◆ **Required actions**
1) For each statement (a), (b) and (c), say whether it agrees with the comments on education foundations, answering yes or no and quoting the deciding words of those comments. (a) One commenter's granddaughter went to Davis and now goes to City High. (b) The Walton Family Foundation has no think tank. (c) Policy makers will not change course to get grant money.
2) Carry on the comments on education foundations from the point where they stop.
───── Text block ─────

    Maybe next time you can recommend a title that hasn’t been the subject of as much controversy about historical authenticity and mis-use of sources as MacLean’s screed.
    https://www.washingtonpost.com/news/volokh-conspiracy/wp/2017/07/20/did-nancy-maclean-make-stuff-up-in-democracy-in-chains/?noredirect=on&utm_term=.5c40ba24d63d

    (Y’all need the villainous billionaires, don’t you, to distract the Tucson public from what is as obvious as the broad side of a barn: CRAP quality “educational” services in our largest local representative of the fabulous “democratically controlled!!” “transparent!!!” PUBLIC SCHOOL DISTRICT.)

    Keep it up. Some people ARE simple minded enough to enjoy the kind of fairy tales Jane Mayer and Nancy MacLean and David Safier cook up. And some people like Harlequin Romances and some like Fox News…it’s all pitched at about the same level, albeit to different audiences.

  2. The Walton Family Foundation is on a mission to save millions of minority children and children from poverty.

    You continue to look at us with a straight face and tell us that everything is fine and will be fine with our district education system. All we need are a few more cycles of education reform dreamed up by the Gates Foundation, our Colleges of Education and our Think Tanks.

    Unfortunately, the Walton Family Foundation has a think tank and, like the Gates Foundation, spews forth toxic ideas for education.

    Policy makers will dance to any tune if it is a condition for getting grants.

    We now have another spectacular policy failure from the Gates Foundation as you documented a few days ago- years after the failure took place and still remains in place doing its damage.

    The Walton Think tank has its toxic failures too, just nobody has noticed them yet.

    People who analyze the effect of culture on society have a saying: fish will be the last to discover water.

    The Gates Foundation and the Walton Foundation still haven’t discovered water.

  3. I obviously don’t GET IT. My granddaughter has attended a public school, Davis, and now attends a charter school, City High, Both provide a good educational experience. Children attended private and churches, before public schools were in existence. And the upper class continue to send their children to private schools, and Catholics often send their to children to Catholic schools with no obvious negative effects to our society. So what is the problem with charter schools? Is society going down the tubes? In my opinion, we should be welcoming Walton and Gates contributions to our education system. The result is more school choice. Will public schools, as the exist now, become extinct? Maybe. The world is a changing. Either adapt or ….
───── Data provided ─────
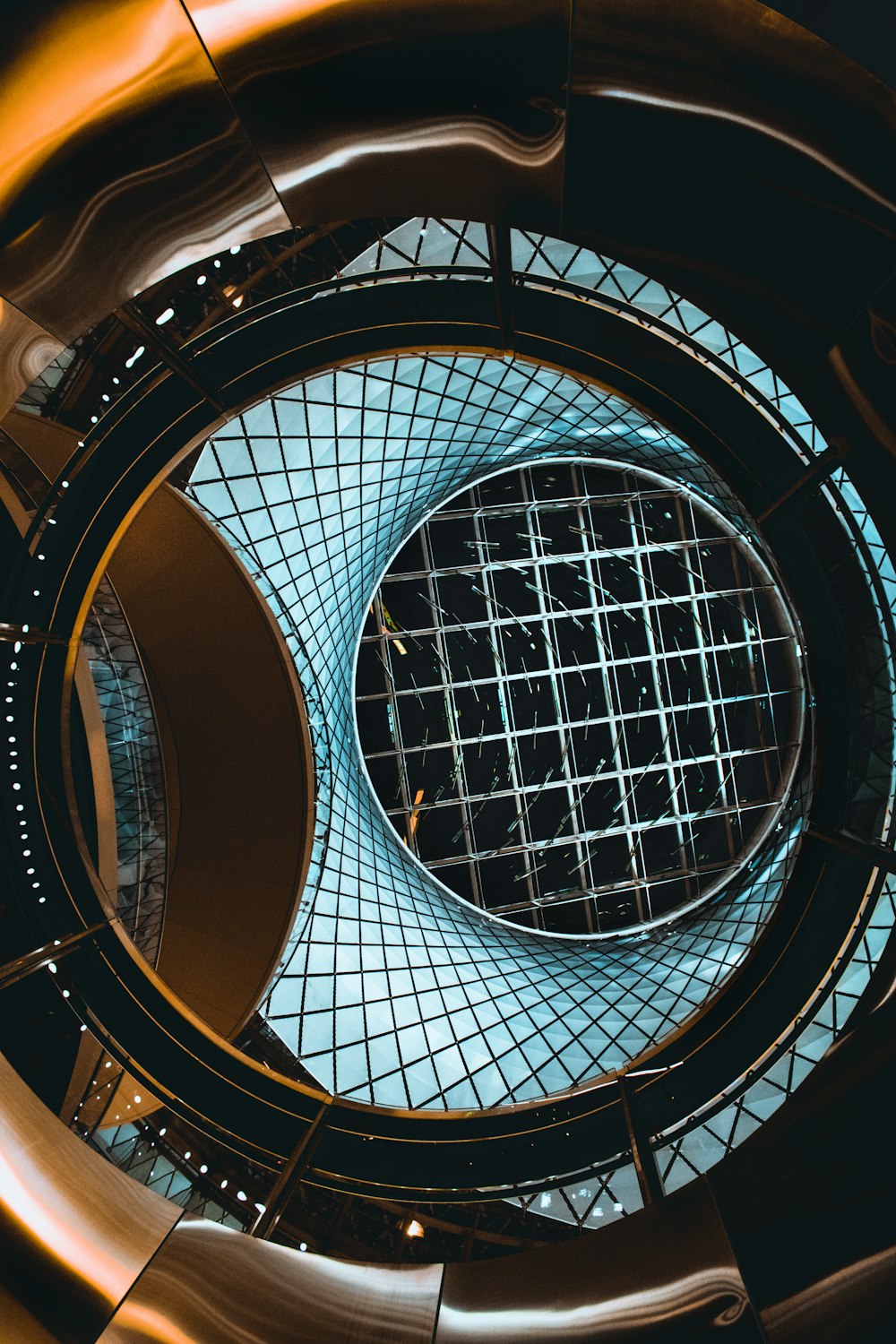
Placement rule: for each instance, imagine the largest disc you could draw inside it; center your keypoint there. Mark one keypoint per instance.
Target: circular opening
─────
◆ **Answers to the tasks**
1)
(a) Yes: "My granddaughter has attended a public school, Davis, and now attends a charter school, City High"
(b) No: "Unfortunately, the Walton Family Foundation has a think tank"
(c) No: "Policy makers will dance to any tune if it is a condition for getting grants."

2)
  4. Its about the political machines intertwined with some public school districts and their desire to regain their monopoly on the use of public funds for education, DennyG. They have all kinds of fancy smoke they blow, fairy tales they tell, and excuses they make, but in the end it comes down to covering up the fact that they want to coerce families WHO DO NOT WANT TO to remain in the public district school system. They are quite happy to degrade the quality of education a lot of kids receive in order to increase the revenue streams they control.

    Good questions to ask when weighing the various political camps education funding policy proposals:

    *Who is broadening options and encouraging free choice?

    *Who is narrowing options and compelling people to use schools they would not choose, if they had other options?

    Ironically, you will find that its the so-called liberals doing the latter.

  5. I am curious about Mr. Safier’s and everyone else’s opinion about what I call the “Education Grand bargain”. Basically, AZ increases per pupil spending to the point where it is top 10% in the nation and indexes to keep up with inflation, but also removes collective bargaining for teachers unions and establishes a no strings attached voucher system where the money follows the student, and schools have the freedom to set curriculum just like charter schools do now, but with more state oversight.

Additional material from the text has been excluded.